## BRANO
È stato confermato lo sciopero dei dipendenti di Amazon del centro di distribuzione Castel San Giovanni. Non è curioso che una delle principali aziende che hanno favorito la disintermediazione si trovino al centro di una battaglia con i sindacati?
Era inevitabile. Al di là dei dettagli contrattuali credo che questo dimostri come c’è una soglia oltre la quale non si può spingere il lavoro umano. Amazon è una nuova forma di impresa nel senso che appartiene al capitalismo delle piattaforme. Quindi ha i propri flussi sempre più poggiati alla tecnologia. Un altro esempio di questo tipo è Ryanair. Entrambe sono modelli di business che hanno come punto di forza i prezzi bassi e come criticità la gestione delle risorse umane. Siamo quindi al secondo caso che conferma come il fattore umano, non solo dal punto di vista salariare, così compresso nella dimensione del senso non regge. È un primo segnale di un modello per produrre valore che si dimostra insostenibile.
L’azienda ha risposto ai sindacati dicendo che «I salari dei dipendenti di Amazon sono i più alti del settore della logistica e sono inclusi benefit come gli sconti per gli acquisti su Amazon.it, l'assicurazione sanitaria privata e assistenza medica privata». Che ne pensa?
Mi incuriosisce molto il fatto che parte della retribuzione stia nei buoni di acquisto su Amazon. Il welfare aziendale dovrebbe essere profilato sui bisogni del dipendente. Ripeto: il lavoro non è solo giusto compenso. È anche quello. Ma c’è molto altro.
Che altro c’è?
Il vero problema è che la tecnologia in potenza dovrebbe essere e in parte è una cosa positiva. Ma solo se potenziare la dimensione umana. Invece assistiamo al contrario. A un lavoro che diventa mera routine parametrato solo su un modello economico. Quando questo parametro economico non è soddisfacente fa saltare tutto. Serve una dimensione di senso in cui le persone si realizzino. Anche perché la realtà dimostra che questa parte non è comprimibile.

## MATERIALE FORNITO
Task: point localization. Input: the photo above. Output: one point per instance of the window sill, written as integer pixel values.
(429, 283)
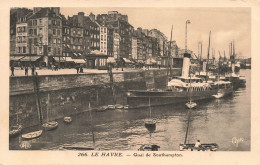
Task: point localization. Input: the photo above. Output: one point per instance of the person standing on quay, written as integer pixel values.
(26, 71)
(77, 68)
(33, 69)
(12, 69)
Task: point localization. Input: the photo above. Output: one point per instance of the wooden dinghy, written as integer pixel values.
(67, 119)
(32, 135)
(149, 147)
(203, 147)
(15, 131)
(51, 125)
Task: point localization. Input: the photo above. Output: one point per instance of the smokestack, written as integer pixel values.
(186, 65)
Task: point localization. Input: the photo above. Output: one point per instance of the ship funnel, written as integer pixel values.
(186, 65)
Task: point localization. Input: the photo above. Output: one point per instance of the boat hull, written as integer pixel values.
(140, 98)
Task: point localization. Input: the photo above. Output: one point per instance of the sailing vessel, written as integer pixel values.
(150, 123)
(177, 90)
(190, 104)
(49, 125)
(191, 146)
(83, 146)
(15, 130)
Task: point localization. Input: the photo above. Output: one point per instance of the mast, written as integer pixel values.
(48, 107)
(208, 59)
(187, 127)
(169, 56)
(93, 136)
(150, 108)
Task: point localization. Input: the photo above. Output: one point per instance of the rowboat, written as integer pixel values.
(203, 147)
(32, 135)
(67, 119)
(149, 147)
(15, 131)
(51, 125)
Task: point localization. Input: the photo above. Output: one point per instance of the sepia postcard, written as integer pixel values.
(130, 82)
==
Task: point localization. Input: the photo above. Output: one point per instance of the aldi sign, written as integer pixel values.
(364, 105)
--
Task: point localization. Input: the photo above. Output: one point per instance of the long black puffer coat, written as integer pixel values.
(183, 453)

## CONSEGNA 1
Rispondi a queste domande sul brano relativo allo sciopero di Amazon:
(a) In quale centro di distribuzione è stato confermato lo sciopero?
(b) Quale altra azienda viene indicata come esempio del capitalismo delle piattaforme?
(c) Quali benefit, secondo la risposta dell'azienda, sono inclusi oltre ai salari?
## CONSEGNA 2
Prosegui il brano sullo sciopero di Amazon scrivendo alcune frasi che vengano dopo l'ultima riportata.
Il materiale fornito è indipendente dal brano e va considerato a parte.

## RISPOSTA SCRITTA 1
(a) Nel centro di distribuzione di Castel San Giovanni.
(b) Ryanair.
(c) Gli sconti per gli acquisti su Amazon.it, l'assicurazione sanitaria privata e l'assistenza medica privata.

## RISPOSTA SCRITTA 2
Sul lungo periodo questo conflitto com’è destinato a comporsi?
È un fenomeno destinato a esplodere generando una nuova classe di operai e manovali a basso costo che si accontenterà di queste condizioni perché di fatto non ha alternative. Un sistema basato su una distopia che comprime le persone e genera valore sulla tecnologia. Per altro in regime quasi di monopolio come nel caso di Amazon.
I sindacati, che tutto ad un tratto, non sembrano più così desueti non possono fare nulla?
Il sindacato è chiamato a giocare una partita diversa. Lo ripeto: non si tratta solo di rivendicare il giusto salario. Perché un giusto salario in un lavoro che mortifica la persona non è un traguardo. Non si risolve con i soldi, con 5 euro in più all’ora, il tema del senso. Il problema è che la ricchezza per essere prodotta ha sempre meno bisogno dei lavoratori e più dei consumatori. Bisogna proprio cambiare il modello di business. Dietro a questo sistema però ci siamo noi con la bava alla bocca per il Black Friday. Ecco perché penso che la vera battaglia, la partita da giocare, e la politica più potente è quella fatta con il portafogli. Andate a vedervi la piattaforma di Leonardo Becchetti Eye On Buy. Avere la coscienza e la percezione che quando compriamo su Amazon alimentiamo un certo tipo di modello economico è fondamentale. È quella la via, anche per i sindacati.